- _TEXTE PROPOSÉ_:
═══
Donc, je procrastine la visite du Taj. En attendant, ce sera le fort d’Agra, un des plus beaux forts moghols du pays (je me suis toujours demandée quelle était la différence entre « moghol » et « mongol »…). Plutôt dorée la prison du Shah, en réalité ! En fait, le Shah avait fait agrandir le fort construit par son grand-père en utilisant du marbre blanc, son matériau de prédilection, et l’avait progressivement transformé en palais. Et c’est vrai qu’il est chouette son fort.

En fin de journée, après avoir rongé mon frein toute la journée, je finis par découvrir le Taj depuis le roof-top d’une des nombreuses guest houses de Taj Ganj. Et ce sera probablement le coucher de soleil indien le plus pourri de ces 2 derniers mois… Mais bon, on peut pas tout avoir visiblement !

Le lendemain matin, je me lève au taquet pour la visite tant attendue. Et bah franchement, rien à dire, le Taj, ça déchire. Bon, comme d’hab, le brouillard vient un peu gâcher la fête mais à l’aube, on n’est pas trop nombreux, les jardins sont immenses donc chacun peut trouver son point de vue préféré et enfin… il apparaît.

Et je ne dis pas ça par pur conformisme mais… il est trop beau… J’ai fait 1 milliard et demi de photos : moi devant, moi à côté, moi de l’autre côté, bref, je vous en prie, partagez mon enthousiasme, c’est par là !

Mais quelle mouche l’a piquée ?

C’est ce que vous avez dû vous demander en lisant mon dernier post.

Je l’avoue, j’étais un peu remontée. Comme une pendulette.

Et puis, on le sait tous, réagir à chaud, ça n’aide pas à faire dans la nuance… (et c’est étrange parce que d’habitude… ah non ? bon…)

Alors, c’est officiel, j’ai légèrement forcé le trait. Je veux dire, j’ai rien inventé. Mais peut-être qu’en se donnant un peu de temps et en essayant de rester open-minded, on peut voir le côté gris clair du tableau.

Bon, je suis pas tombée amoureuse de Varanasi non plus, hein ! Mais je reconnais que l’ambiance de cette ville est particulière et que c’est un des rares endroits en Inde où on peut s’assoir et juste observer les gens sans créer un embouteillage au milieu du trottoir. Et qu’en plus, ils sont intéressants ces gens.
═══
- _DONNÉES FOURNIES_:
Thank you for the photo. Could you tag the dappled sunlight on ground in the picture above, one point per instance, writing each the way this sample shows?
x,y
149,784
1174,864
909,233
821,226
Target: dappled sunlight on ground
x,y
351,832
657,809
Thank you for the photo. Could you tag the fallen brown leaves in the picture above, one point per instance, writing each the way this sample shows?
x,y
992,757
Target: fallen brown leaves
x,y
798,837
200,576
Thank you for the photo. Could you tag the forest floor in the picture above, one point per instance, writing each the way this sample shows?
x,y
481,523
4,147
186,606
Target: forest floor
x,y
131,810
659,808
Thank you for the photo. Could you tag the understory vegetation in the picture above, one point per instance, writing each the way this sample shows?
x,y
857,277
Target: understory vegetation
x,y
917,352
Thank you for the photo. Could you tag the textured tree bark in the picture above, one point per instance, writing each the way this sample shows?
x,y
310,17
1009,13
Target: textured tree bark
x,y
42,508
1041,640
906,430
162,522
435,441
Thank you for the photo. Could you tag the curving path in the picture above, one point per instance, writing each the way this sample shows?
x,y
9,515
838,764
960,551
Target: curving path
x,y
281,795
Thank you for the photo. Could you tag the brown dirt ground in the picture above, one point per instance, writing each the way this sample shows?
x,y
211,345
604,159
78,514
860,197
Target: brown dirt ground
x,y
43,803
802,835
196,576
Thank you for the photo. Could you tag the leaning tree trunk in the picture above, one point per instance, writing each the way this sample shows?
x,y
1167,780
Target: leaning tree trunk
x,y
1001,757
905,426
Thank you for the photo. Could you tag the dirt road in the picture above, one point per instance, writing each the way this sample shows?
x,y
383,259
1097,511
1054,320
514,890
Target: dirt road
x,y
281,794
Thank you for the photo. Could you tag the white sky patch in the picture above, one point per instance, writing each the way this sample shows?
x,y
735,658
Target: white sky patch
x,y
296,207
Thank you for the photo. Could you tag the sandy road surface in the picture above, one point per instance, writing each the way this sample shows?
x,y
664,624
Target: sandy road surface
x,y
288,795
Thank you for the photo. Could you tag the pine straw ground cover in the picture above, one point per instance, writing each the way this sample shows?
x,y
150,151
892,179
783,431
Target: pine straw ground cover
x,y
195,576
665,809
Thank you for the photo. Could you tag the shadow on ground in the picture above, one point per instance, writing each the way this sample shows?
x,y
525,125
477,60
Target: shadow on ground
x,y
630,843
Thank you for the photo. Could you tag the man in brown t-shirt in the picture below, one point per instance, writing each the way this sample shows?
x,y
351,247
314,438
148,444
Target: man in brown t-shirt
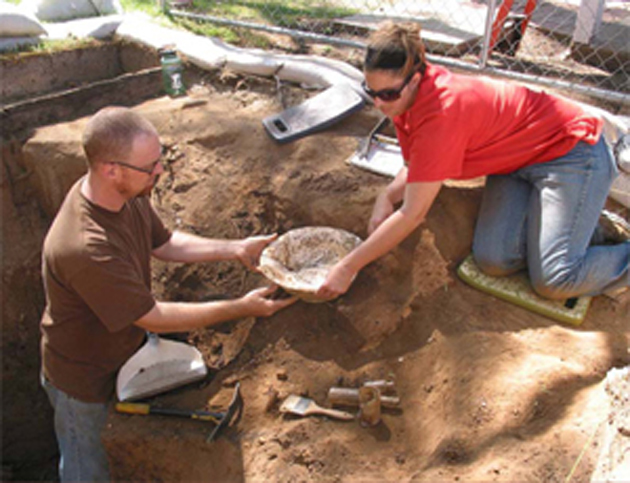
x,y
96,269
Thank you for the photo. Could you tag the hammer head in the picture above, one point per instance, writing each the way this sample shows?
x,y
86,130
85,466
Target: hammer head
x,y
233,413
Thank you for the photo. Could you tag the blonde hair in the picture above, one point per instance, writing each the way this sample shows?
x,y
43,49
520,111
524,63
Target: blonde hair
x,y
110,133
396,47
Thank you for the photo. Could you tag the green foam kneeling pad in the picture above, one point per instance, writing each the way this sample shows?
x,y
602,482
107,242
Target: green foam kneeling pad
x,y
517,289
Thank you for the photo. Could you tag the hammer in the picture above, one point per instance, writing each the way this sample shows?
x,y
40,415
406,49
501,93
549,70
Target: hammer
x,y
221,419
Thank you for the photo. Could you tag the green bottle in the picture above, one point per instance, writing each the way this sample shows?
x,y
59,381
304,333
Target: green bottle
x,y
172,71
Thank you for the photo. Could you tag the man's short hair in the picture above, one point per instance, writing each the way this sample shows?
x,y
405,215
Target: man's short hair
x,y
110,133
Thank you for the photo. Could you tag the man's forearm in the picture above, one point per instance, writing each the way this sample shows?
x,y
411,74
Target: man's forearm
x,y
189,248
167,317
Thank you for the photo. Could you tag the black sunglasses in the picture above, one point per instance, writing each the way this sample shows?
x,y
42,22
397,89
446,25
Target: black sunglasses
x,y
148,170
388,95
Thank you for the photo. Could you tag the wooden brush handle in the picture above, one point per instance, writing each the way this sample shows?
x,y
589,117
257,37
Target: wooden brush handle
x,y
334,413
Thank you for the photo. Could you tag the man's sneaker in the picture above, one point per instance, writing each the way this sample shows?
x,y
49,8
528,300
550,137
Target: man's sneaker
x,y
612,229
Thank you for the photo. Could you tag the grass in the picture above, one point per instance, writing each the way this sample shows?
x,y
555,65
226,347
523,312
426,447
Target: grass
x,y
292,14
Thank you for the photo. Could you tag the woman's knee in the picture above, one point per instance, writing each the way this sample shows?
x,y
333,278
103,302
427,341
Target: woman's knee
x,y
494,265
553,287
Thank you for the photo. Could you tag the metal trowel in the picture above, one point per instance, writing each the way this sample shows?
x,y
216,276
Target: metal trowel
x,y
303,406
159,365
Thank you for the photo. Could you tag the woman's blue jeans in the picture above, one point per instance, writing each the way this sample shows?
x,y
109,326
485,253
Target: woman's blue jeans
x,y
543,217
78,427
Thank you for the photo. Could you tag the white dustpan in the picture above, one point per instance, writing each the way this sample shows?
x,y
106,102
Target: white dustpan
x,y
158,366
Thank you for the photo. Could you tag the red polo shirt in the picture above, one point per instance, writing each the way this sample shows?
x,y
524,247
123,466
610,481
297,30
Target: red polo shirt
x,y
462,127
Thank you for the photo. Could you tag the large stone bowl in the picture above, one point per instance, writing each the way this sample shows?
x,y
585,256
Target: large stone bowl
x,y
299,260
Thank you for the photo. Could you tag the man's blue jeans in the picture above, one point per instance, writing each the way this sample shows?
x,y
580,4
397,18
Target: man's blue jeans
x,y
543,217
78,427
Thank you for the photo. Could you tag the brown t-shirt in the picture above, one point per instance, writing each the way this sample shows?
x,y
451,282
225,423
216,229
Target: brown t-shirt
x,y
97,275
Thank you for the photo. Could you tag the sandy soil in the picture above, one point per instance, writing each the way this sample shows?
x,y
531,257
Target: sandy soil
x,y
489,391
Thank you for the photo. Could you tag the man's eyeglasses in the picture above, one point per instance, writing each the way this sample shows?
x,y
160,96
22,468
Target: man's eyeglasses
x,y
149,170
388,95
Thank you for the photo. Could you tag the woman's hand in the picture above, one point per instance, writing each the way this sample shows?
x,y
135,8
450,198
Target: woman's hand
x,y
249,249
383,208
337,282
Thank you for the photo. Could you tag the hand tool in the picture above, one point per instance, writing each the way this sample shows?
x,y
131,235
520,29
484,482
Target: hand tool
x,y
158,366
303,406
221,419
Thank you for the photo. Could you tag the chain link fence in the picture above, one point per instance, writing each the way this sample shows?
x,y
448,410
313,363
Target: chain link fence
x,y
579,45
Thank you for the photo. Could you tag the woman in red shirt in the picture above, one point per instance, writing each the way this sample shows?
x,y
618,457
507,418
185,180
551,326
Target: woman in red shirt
x,y
548,171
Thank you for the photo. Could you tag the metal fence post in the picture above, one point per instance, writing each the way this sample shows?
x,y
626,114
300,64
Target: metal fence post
x,y
487,34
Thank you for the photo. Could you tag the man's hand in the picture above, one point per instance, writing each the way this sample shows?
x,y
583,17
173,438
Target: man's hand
x,y
337,282
249,249
259,302
383,208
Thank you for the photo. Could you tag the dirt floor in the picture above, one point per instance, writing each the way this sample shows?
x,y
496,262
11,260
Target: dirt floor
x,y
488,391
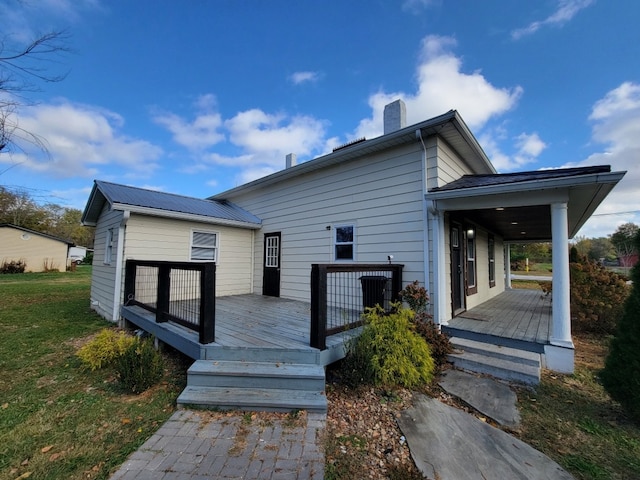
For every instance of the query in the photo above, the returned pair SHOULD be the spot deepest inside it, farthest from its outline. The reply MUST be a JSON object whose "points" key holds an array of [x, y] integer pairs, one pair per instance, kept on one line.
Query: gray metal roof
{"points": [[152, 202], [472, 181]]}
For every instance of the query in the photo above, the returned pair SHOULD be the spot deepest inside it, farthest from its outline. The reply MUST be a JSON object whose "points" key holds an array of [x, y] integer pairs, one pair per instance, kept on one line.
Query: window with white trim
{"points": [[204, 246], [472, 286], [344, 245], [108, 247]]}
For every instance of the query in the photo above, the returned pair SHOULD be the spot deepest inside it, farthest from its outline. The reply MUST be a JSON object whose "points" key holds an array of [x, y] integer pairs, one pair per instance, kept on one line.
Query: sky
{"points": [[199, 96]]}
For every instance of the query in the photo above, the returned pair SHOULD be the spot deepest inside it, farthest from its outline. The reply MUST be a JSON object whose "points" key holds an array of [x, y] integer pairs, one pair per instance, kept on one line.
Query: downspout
{"points": [[425, 216], [117, 294]]}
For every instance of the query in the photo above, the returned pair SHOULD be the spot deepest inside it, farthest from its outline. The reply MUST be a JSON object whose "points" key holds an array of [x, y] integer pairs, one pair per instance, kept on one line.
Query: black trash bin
{"points": [[373, 289]]}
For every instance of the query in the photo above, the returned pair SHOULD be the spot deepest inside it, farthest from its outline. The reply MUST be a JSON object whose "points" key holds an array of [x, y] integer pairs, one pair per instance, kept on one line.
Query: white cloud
{"points": [[567, 9], [442, 86], [616, 125], [304, 77], [80, 139]]}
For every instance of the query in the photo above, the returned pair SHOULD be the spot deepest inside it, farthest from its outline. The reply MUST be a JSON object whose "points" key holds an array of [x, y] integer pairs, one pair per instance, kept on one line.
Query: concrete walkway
{"points": [[201, 445]]}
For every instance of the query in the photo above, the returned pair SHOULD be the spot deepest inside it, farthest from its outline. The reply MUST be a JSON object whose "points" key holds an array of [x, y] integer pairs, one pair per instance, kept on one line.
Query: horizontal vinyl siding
{"points": [[380, 194], [103, 276], [154, 238]]}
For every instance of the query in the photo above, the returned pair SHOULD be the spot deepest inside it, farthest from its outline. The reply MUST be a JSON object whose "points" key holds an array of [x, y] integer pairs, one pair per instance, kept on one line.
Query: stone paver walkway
{"points": [[200, 445]]}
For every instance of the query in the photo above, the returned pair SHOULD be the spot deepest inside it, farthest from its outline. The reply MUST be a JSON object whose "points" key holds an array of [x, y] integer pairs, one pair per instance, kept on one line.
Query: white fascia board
{"points": [[189, 217], [531, 186]]}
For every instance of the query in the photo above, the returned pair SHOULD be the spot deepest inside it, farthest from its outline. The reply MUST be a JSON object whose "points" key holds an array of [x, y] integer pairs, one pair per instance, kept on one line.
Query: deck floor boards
{"points": [[516, 314]]}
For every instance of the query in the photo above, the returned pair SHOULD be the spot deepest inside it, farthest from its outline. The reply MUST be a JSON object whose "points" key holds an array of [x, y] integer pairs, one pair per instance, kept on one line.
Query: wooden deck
{"points": [[518, 318], [254, 327]]}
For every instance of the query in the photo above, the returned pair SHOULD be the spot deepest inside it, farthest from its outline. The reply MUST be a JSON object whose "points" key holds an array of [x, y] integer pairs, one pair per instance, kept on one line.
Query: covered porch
{"points": [[516, 318]]}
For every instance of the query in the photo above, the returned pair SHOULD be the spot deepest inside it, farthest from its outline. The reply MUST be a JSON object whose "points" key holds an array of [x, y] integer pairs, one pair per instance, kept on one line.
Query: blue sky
{"points": [[195, 97]]}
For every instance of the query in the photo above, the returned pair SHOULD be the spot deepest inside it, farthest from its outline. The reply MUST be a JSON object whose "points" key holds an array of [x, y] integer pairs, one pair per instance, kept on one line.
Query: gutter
{"points": [[117, 294]]}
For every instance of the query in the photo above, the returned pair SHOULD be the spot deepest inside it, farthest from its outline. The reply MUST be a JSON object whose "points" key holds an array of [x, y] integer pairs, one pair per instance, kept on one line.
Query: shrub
{"points": [[140, 366], [416, 297], [13, 266], [621, 374], [105, 348], [389, 352], [439, 342], [597, 297]]}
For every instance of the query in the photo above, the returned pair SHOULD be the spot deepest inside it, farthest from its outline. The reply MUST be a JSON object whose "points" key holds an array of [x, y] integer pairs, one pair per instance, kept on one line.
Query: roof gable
{"points": [[150, 202]]}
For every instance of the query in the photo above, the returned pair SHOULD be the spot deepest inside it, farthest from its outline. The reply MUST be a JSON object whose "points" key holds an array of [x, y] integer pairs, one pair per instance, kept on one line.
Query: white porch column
{"points": [[559, 354], [507, 266]]}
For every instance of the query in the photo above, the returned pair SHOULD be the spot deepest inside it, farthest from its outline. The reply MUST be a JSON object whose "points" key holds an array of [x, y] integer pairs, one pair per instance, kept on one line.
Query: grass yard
{"points": [[57, 420]]}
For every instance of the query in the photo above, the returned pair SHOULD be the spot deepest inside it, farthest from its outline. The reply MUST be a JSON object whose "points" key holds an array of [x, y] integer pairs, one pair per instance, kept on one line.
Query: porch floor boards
{"points": [[516, 314]]}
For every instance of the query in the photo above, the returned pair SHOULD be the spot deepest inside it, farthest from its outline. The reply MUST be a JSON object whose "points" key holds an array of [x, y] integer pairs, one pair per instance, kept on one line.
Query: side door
{"points": [[457, 270], [271, 270]]}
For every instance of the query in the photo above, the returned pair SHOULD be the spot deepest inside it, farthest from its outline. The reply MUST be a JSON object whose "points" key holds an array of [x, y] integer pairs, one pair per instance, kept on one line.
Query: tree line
{"points": [[18, 207]]}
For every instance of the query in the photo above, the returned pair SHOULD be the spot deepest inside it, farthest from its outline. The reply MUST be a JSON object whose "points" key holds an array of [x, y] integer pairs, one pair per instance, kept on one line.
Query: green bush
{"points": [[597, 297], [621, 374], [439, 342], [140, 366], [389, 352], [105, 348]]}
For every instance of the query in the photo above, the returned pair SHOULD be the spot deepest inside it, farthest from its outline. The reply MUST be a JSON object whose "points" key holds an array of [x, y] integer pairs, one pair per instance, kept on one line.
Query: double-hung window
{"points": [[344, 245], [204, 246]]}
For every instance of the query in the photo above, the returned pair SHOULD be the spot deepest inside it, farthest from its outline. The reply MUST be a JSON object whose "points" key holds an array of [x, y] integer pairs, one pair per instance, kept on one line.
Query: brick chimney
{"points": [[395, 116]]}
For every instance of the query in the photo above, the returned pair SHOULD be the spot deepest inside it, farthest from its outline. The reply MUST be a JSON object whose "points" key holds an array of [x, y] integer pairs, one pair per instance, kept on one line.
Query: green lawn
{"points": [[58, 420]]}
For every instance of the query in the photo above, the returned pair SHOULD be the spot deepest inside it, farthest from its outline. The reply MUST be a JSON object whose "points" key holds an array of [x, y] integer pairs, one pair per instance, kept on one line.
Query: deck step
{"points": [[501, 362], [253, 399], [273, 375]]}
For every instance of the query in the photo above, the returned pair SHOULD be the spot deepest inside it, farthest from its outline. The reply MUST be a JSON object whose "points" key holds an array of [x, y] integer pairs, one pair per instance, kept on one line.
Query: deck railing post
{"points": [[164, 293], [207, 325], [318, 334], [129, 281]]}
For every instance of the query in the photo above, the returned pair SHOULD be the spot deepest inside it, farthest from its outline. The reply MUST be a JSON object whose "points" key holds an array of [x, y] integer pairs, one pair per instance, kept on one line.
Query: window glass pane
{"points": [[344, 252], [344, 234]]}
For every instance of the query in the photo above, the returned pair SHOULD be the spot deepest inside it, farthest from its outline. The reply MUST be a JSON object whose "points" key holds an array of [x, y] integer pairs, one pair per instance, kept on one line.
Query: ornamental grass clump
{"points": [[105, 348], [389, 352]]}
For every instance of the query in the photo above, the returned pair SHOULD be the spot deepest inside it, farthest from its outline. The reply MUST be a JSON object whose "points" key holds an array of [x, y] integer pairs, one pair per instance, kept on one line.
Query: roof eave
{"points": [[155, 212]]}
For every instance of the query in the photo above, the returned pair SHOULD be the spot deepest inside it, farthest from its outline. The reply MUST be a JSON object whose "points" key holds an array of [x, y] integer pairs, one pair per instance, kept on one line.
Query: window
{"points": [[204, 246], [492, 261], [108, 247], [471, 262], [344, 245]]}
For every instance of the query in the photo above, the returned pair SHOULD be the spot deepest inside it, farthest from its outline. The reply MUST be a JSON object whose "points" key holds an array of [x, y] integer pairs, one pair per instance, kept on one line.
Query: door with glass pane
{"points": [[271, 271]]}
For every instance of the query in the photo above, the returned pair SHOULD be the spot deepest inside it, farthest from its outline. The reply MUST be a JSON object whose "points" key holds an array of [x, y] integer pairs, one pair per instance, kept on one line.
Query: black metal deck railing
{"points": [[181, 292], [340, 293]]}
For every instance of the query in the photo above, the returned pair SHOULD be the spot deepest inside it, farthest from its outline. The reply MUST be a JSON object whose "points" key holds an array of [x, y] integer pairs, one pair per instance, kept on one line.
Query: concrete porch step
{"points": [[500, 362], [253, 399], [271, 375]]}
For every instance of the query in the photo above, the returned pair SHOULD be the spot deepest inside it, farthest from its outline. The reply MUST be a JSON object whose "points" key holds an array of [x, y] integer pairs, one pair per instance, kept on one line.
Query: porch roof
{"points": [[516, 205], [169, 205]]}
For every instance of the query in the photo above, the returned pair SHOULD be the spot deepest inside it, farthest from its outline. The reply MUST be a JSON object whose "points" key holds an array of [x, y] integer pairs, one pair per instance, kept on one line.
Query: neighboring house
{"points": [[424, 196], [39, 251]]}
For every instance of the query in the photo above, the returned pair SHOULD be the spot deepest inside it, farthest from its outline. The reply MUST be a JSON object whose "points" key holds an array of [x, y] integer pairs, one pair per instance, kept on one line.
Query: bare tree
{"points": [[22, 69]]}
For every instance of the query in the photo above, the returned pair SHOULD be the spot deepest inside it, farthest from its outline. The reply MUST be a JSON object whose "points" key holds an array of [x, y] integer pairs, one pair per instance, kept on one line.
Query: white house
{"points": [[425, 196]]}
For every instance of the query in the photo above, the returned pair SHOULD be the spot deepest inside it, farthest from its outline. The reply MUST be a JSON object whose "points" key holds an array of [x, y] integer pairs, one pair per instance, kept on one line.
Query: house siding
{"points": [[103, 275], [171, 241], [380, 194], [38, 252]]}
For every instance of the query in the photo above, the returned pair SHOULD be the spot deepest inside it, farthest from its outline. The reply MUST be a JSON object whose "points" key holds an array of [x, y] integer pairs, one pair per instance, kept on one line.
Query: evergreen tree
{"points": [[621, 375]]}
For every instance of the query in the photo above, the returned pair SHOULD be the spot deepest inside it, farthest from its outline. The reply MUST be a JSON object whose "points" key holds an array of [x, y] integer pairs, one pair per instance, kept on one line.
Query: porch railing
{"points": [[181, 292], [340, 293]]}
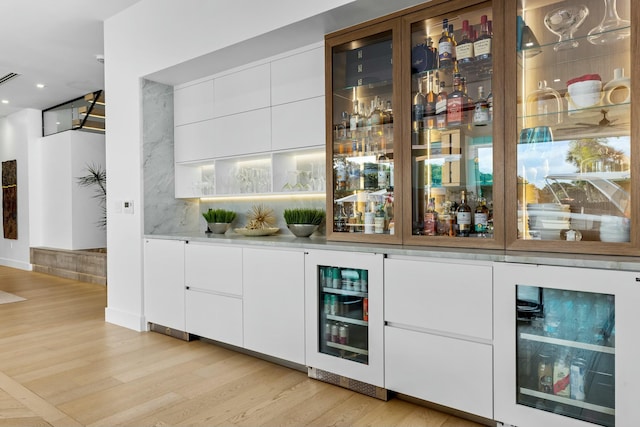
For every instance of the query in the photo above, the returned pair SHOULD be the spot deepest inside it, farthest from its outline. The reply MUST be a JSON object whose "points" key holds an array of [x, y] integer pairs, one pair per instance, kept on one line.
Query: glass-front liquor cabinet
{"points": [[572, 180], [363, 142], [454, 195]]}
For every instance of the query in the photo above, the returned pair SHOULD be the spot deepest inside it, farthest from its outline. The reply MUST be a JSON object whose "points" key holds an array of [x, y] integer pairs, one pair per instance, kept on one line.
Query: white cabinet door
{"points": [[520, 346], [193, 103], [194, 141], [274, 303], [298, 76], [245, 90], [213, 268], [243, 133], [442, 370], [298, 124], [164, 283], [216, 317], [440, 296]]}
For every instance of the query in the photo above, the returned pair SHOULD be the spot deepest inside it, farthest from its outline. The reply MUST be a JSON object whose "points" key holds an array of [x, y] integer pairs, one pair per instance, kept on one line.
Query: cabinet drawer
{"points": [[298, 77], [216, 317], [214, 268], [446, 371], [244, 90], [193, 103], [448, 297], [298, 124]]}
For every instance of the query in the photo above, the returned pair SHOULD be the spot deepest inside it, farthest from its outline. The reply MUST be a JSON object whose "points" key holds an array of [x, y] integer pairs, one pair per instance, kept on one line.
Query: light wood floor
{"points": [[62, 365]]}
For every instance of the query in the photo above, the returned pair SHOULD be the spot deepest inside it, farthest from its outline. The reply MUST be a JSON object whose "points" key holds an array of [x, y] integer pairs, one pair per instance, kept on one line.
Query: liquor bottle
{"points": [[481, 115], [418, 108], [340, 219], [481, 217], [445, 47], [482, 46], [354, 119], [455, 102], [441, 107], [430, 105], [464, 49], [454, 45], [463, 216]]}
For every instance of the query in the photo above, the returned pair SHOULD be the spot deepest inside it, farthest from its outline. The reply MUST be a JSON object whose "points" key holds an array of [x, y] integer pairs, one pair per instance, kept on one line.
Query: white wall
{"points": [[17, 132], [68, 212], [134, 47]]}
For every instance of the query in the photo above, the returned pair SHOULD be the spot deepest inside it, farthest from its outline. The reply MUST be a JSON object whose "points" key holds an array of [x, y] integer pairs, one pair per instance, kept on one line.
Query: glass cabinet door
{"points": [[573, 153], [363, 145], [566, 353], [452, 127]]}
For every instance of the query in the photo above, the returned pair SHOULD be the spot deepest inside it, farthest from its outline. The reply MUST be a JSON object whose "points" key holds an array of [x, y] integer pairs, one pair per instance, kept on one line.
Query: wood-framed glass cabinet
{"points": [[572, 164]]}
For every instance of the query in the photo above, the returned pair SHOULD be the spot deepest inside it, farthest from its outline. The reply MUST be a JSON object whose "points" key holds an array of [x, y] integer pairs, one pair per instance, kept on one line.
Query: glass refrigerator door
{"points": [[566, 352], [452, 126], [574, 124], [362, 147], [344, 314]]}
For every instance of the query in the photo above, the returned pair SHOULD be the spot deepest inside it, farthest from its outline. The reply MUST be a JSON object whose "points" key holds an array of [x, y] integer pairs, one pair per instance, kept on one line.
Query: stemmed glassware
{"points": [[563, 22]]}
═══
- _CONSIGNE 1_:
Répondez brièvement à ces questions sur le récit de voyage :
(a) Qui avait construit le fort d'Agra avant que le Shah ne l'agrandisse ?
(b) D'où le Taj est-il découvert pour la première fois, en fin de journée ?
(c) D'après le récit, que peut-on faire à Varanasi, contrairement à la plupart des endroits en Inde ?
- _CONSIGNE 2_: Poursuivez le récit de voyage en Inde à partir de sa dernière phrase, consacrée aux gens de Varanasi.
Les données n'ont aucun lien avec le récit de voyage.

- _RÉPONSE ATTENDUE 1_:
(a) Le grand-père du Shah.
(b) Depuis le roof-top d'une des nombreuses guest houses de Taj Ganj.
(c) S'asseoir et juste observer les gens sans créer un embouteillage au milieu du trottoir.

- _RÉPONSE ATTENDUE 2_:
Je pense surtout que je me suis laissée emporter par une espèce de nervosité liée à tous les trucs angoissants qu’on m’avait raconté sur cette ville. Cette ville où la mort est une entreprise qui fait vivre des centaines de familles mais qui sont considérées par le reste de la communauté comme pire que des Intouchables (les morts sont transportés par les doms, des Indiens hors caste, qui gèrent toutes les crémations). Cette ville où ça ne choque personne de voir passer un cadavre sous ton nez pendant que tu mords dans ta pizza. Cette ville où les gens se lavent dans une rivière où tu vois passer une vache noyée. Cette ville où les plus pauvres des mourants s’entassent dans des bâtiments en ruines sans eau ni électricité juste au-dessus du ghat des crémations et attendent la fin. En fait, mon problème, c’est toute cette mort qu’il y a partout et que je suis si habituée à voir cachée. Et de constater que les touristes (moi y compris) viennent finalement observer tout ça avec une pointe de curiosité malsaine. C’est vrai quoi ? Est-ce que vous allez vous balader le dimanche après-midi au crématorium municipal histoire de « voir » comment ça se passe ? Non ! Et bah là, vous faites des milliers de kilomètres pour voir des gens se réduire en cendres. C’est un peu étrange, non ?

Mais en fait. Y a pas que ça à Varanasi. C’est pas non plus le mouroir de l’Inde.

La spécialité du coin, c’est plutôt les soieries. Rien à voir.

Et les gens qui viennent se baigner dans le Gange, ils sont pas tous sur le point de faire leur dernier voyage. Y a des bébés, des mamans, des papas, des ribambelles d’ados qui font des concours de sauts périlleux, bref, c’est plutôt joyeux tout ça.

Et dans la vieille ville, OK, c’est crado. Mais y a des tas de gens qui vendent les mêmes trucs que partout ailleurs, c’est-à-dire un immense bric-à-brac de trucs que tu te demandes bien à quoi ça sert. Et eux non plus, rien à voir avec la Grande Faucheuse.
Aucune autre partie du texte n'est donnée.